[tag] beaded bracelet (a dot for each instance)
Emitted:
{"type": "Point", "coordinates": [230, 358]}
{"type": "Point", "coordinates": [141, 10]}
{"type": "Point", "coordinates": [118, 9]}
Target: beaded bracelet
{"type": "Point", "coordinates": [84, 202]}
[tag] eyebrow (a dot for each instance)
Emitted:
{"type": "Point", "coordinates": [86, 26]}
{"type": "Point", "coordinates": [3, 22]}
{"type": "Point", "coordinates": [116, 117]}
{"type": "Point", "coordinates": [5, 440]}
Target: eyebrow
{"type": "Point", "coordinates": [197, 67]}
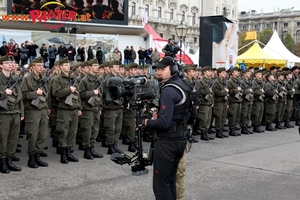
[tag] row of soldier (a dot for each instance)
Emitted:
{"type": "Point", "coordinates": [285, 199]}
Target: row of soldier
{"type": "Point", "coordinates": [253, 95]}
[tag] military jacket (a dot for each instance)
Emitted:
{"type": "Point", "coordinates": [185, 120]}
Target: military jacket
{"type": "Point", "coordinates": [86, 91]}
{"type": "Point", "coordinates": [29, 87]}
{"type": "Point", "coordinates": [14, 101]}
{"type": "Point", "coordinates": [61, 90]}
{"type": "Point", "coordinates": [205, 92]}
{"type": "Point", "coordinates": [234, 93]}
{"type": "Point", "coordinates": [220, 94]}
{"type": "Point", "coordinates": [270, 92]}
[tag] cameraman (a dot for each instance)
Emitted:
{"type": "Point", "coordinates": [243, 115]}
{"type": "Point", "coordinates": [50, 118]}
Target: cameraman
{"type": "Point", "coordinates": [170, 123]}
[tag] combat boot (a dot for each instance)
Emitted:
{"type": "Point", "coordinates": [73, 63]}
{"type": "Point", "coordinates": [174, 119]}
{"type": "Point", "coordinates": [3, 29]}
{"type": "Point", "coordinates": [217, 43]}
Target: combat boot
{"type": "Point", "coordinates": [111, 150]}
{"type": "Point", "coordinates": [70, 156]}
{"type": "Point", "coordinates": [244, 130]}
{"type": "Point", "coordinates": [63, 156]}
{"type": "Point", "coordinates": [39, 161]}
{"type": "Point", "coordinates": [117, 149]}
{"type": "Point", "coordinates": [31, 162]}
{"type": "Point", "coordinates": [131, 147]}
{"type": "Point", "coordinates": [219, 134]}
{"type": "Point", "coordinates": [204, 136]}
{"type": "Point", "coordinates": [94, 153]}
{"type": "Point", "coordinates": [87, 154]}
{"type": "Point", "coordinates": [12, 167]}
{"type": "Point", "coordinates": [3, 166]}
{"type": "Point", "coordinates": [232, 132]}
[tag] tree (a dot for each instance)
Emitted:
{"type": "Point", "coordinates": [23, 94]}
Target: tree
{"type": "Point", "coordinates": [288, 41]}
{"type": "Point", "coordinates": [265, 36]}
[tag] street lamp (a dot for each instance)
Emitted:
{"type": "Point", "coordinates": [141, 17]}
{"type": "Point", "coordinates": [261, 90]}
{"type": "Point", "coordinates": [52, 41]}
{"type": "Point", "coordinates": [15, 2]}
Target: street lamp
{"type": "Point", "coordinates": [181, 31]}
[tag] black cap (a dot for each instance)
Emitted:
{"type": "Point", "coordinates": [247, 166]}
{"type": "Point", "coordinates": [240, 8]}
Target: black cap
{"type": "Point", "coordinates": [164, 62]}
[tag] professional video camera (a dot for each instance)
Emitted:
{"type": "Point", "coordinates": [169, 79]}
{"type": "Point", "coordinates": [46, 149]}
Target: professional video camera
{"type": "Point", "coordinates": [136, 88]}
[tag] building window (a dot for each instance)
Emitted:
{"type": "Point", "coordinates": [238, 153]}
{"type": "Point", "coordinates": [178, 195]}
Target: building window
{"type": "Point", "coordinates": [194, 19]}
{"type": "Point", "coordinates": [159, 12]}
{"type": "Point", "coordinates": [298, 36]}
{"type": "Point", "coordinates": [133, 8]}
{"type": "Point", "coordinates": [183, 16]}
{"type": "Point", "coordinates": [171, 14]}
{"type": "Point", "coordinates": [147, 9]}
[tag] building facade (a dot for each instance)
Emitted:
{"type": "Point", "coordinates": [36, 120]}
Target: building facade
{"type": "Point", "coordinates": [165, 15]}
{"type": "Point", "coordinates": [283, 21]}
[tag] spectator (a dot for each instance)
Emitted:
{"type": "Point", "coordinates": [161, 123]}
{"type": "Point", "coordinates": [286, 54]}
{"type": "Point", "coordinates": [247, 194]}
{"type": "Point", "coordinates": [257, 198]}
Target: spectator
{"type": "Point", "coordinates": [71, 54]}
{"type": "Point", "coordinates": [148, 55]}
{"type": "Point", "coordinates": [99, 55]}
{"type": "Point", "coordinates": [23, 55]}
{"type": "Point", "coordinates": [44, 53]}
{"type": "Point", "coordinates": [141, 54]}
{"type": "Point", "coordinates": [62, 51]}
{"type": "Point", "coordinates": [155, 55]}
{"type": "Point", "coordinates": [3, 49]}
{"type": "Point", "coordinates": [127, 55]}
{"type": "Point", "coordinates": [80, 54]}
{"type": "Point", "coordinates": [52, 55]}
{"type": "Point", "coordinates": [90, 53]}
{"type": "Point", "coordinates": [133, 54]}
{"type": "Point", "coordinates": [16, 53]}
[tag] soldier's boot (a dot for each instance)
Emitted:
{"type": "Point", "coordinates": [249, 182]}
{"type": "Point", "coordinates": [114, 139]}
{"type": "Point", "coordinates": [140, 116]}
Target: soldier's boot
{"type": "Point", "coordinates": [256, 129]}
{"type": "Point", "coordinates": [39, 161]}
{"type": "Point", "coordinates": [54, 143]}
{"type": "Point", "coordinates": [232, 132]}
{"type": "Point", "coordinates": [131, 147]}
{"type": "Point", "coordinates": [12, 167]}
{"type": "Point", "coordinates": [278, 126]}
{"type": "Point", "coordinates": [244, 130]}
{"type": "Point", "coordinates": [117, 149]}
{"type": "Point", "coordinates": [111, 150]}
{"type": "Point", "coordinates": [219, 134]}
{"type": "Point", "coordinates": [288, 125]}
{"type": "Point", "coordinates": [269, 127]}
{"type": "Point", "coordinates": [31, 162]}
{"type": "Point", "coordinates": [204, 136]}
{"type": "Point", "coordinates": [95, 153]}
{"type": "Point", "coordinates": [3, 166]}
{"type": "Point", "coordinates": [70, 156]}
{"type": "Point", "coordinates": [87, 154]}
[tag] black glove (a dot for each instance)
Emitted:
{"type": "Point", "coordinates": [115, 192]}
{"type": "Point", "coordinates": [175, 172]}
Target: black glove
{"type": "Point", "coordinates": [140, 121]}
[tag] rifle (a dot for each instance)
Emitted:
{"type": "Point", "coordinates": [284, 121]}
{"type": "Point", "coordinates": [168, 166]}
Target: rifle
{"type": "Point", "coordinates": [42, 84]}
{"type": "Point", "coordinates": [97, 86]}
{"type": "Point", "coordinates": [69, 98]}
{"type": "Point", "coordinates": [240, 93]}
{"type": "Point", "coordinates": [11, 85]}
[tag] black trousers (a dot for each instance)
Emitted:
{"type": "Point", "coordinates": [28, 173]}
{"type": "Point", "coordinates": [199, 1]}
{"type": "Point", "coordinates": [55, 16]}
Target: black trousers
{"type": "Point", "coordinates": [167, 155]}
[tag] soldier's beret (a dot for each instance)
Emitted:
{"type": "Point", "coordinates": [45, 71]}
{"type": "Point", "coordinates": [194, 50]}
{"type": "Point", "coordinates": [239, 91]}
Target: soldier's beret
{"type": "Point", "coordinates": [92, 61]}
{"type": "Point", "coordinates": [63, 61]}
{"type": "Point", "coordinates": [221, 69]}
{"type": "Point", "coordinates": [235, 69]}
{"type": "Point", "coordinates": [38, 60]}
{"type": "Point", "coordinates": [4, 58]}
{"type": "Point", "coordinates": [132, 65]}
{"type": "Point", "coordinates": [114, 62]}
{"type": "Point", "coordinates": [294, 68]}
{"type": "Point", "coordinates": [206, 68]}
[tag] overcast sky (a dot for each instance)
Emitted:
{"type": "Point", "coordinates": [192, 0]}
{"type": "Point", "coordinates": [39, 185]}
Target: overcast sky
{"type": "Point", "coordinates": [246, 5]}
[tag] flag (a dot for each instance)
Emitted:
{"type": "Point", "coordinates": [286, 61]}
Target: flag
{"type": "Point", "coordinates": [145, 18]}
{"type": "Point", "coordinates": [250, 35]}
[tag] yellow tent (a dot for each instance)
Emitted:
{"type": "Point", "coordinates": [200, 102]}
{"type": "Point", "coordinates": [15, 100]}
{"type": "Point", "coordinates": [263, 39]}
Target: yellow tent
{"type": "Point", "coordinates": [256, 55]}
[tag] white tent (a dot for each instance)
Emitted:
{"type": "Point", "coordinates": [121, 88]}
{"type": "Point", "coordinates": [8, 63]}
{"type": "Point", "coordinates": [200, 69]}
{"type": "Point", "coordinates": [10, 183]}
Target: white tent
{"type": "Point", "coordinates": [276, 48]}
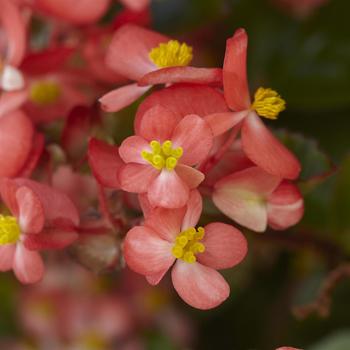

Task directions: Copy the stretch of the records from the line containing "[tag] overcast sky (a dot for each instance)" through the end of the records, requests included, and shift every coordinate in the answers up by 129. Leave the pictures out.

Output for this exercise:
[tag] overcast sky (a dot for each instance)
Emitted:
{"type": "Point", "coordinates": [192, 0]}
{"type": "Point", "coordinates": [39, 185]}
Target: overcast sky
{"type": "Point", "coordinates": [375, 134]}
[tag] flag (a dot for each instance)
Emitted:
{"type": "Point", "coordinates": [286, 61]}
Target: flag
{"type": "Point", "coordinates": [274, 147]}
{"type": "Point", "coordinates": [379, 164]}
[tag] yellow tent (a dot for each instance)
Emitted:
{"type": "Point", "coordinates": [200, 102]}
{"type": "Point", "coordinates": [15, 100]}
{"type": "Point", "coordinates": [263, 39]}
Target: yellow tent
{"type": "Point", "coordinates": [385, 184]}
[tag] white tent (a dot for each instance)
Emitted:
{"type": "Point", "coordinates": [121, 88]}
{"type": "Point", "coordinates": [8, 63]}
{"type": "Point", "coordinates": [200, 69]}
{"type": "Point", "coordinates": [10, 183]}
Target: white tent
{"type": "Point", "coordinates": [405, 177]}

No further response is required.